__Selected text__:
[Begin]

Of course this is actually ALL BULLSHIT the teacher's pets like to say to sound smart and get Scooby Snacks from their PMs & Fintwit friends. Everybody knows emotion is unavoidable as a moist robot, and we like to shun away from it in favor of clear and rational decision making.

 

I think that is incredibly stupid. Humans have evolved with emotion for good reason, and instead of shunning our heritage we should allow it its own time to take center stage. Just as the devil standing on Donald Duck's shoulder inevitably gets his day, I think there are times when we should allow emotion to as well.

 

The reason is that emotion helps us empathize with each other, and some of us are better at that than others. By attempting to lock our emotions in the closet, we start to lose the ability to empathize with the customer of many of the companies that we invest in. If we do not understand him, it somewhat obscures the true prospects of the companies we're watching. Are they fads or legitimate? Is there anything this company can do to upsell to its existing customers by serving even more of their needs, emotional or otherwise?

[End]

__Short exercise__:
Can you repeat, word for word, the passage of the text on emotion in investing starting at "Of course this" and ending at "rational decision making."?

__Given data__:
[Begin]

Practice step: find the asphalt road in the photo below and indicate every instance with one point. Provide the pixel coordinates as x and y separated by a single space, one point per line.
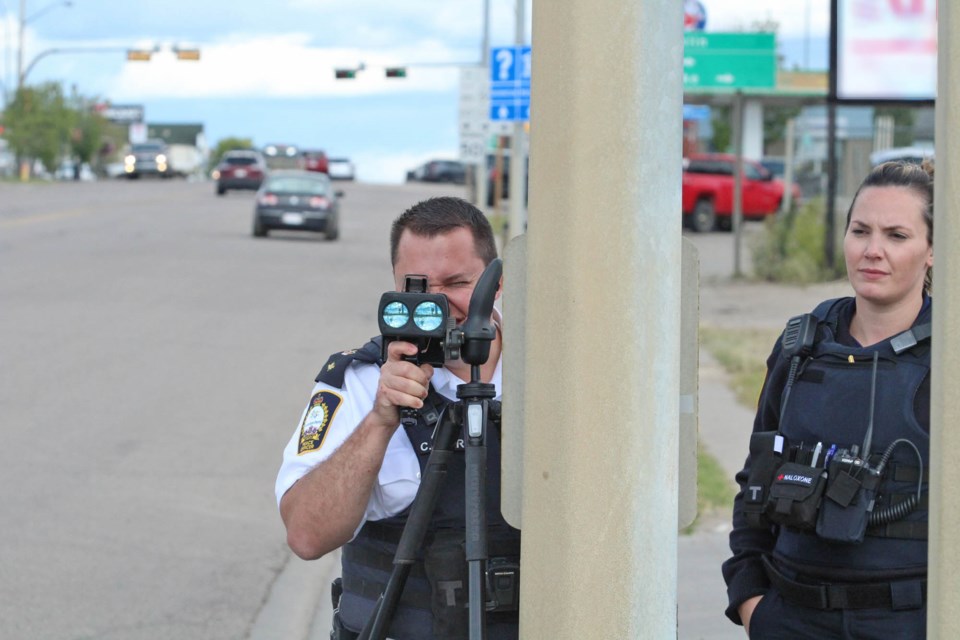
155 359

[End]

__Problem solution__:
Of course this is actually ALL BULLSHIT the teacher's pets like to say to sound smart and get Scooby Snacks from their PMs & Fintwit friends. Everybody knows emotion is unavoidable as a moist robot, and we like to shun away from it in favor of clear and rational decision making.